EXERCISE - Every line that contains the word "surface" is to be copied from the listing.

++++

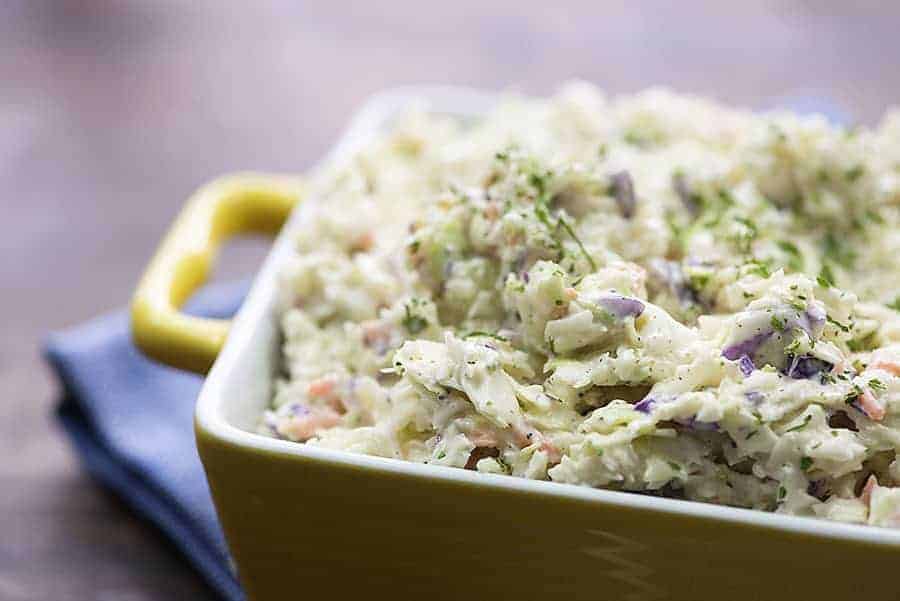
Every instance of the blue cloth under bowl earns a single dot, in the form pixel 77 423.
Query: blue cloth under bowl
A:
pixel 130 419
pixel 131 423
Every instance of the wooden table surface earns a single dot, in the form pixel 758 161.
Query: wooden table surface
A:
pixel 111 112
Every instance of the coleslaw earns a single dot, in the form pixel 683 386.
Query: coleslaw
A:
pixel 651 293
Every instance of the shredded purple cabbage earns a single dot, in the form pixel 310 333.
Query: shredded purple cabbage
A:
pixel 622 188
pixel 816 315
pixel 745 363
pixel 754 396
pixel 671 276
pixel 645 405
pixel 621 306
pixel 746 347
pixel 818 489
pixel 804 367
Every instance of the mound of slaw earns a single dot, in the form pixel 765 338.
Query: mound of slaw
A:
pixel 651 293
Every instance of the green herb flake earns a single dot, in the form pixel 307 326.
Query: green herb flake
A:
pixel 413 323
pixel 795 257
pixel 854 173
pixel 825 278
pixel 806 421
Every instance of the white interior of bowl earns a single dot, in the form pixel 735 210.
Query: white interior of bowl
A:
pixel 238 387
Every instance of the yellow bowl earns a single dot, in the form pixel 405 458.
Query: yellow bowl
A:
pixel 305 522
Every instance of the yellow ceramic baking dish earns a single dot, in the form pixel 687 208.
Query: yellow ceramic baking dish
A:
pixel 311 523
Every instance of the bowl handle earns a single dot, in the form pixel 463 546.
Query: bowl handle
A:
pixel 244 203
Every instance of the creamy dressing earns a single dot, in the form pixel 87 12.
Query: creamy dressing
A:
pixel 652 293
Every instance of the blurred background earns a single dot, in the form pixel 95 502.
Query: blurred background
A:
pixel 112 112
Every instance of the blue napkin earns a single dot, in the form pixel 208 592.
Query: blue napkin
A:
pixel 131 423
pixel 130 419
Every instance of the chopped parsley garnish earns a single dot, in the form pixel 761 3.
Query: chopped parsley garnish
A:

++++

RESPONSE TO THIS TASK -
Every instance of the wooden table surface earns a single dot, in the form pixel 758 161.
Query: wooden table surface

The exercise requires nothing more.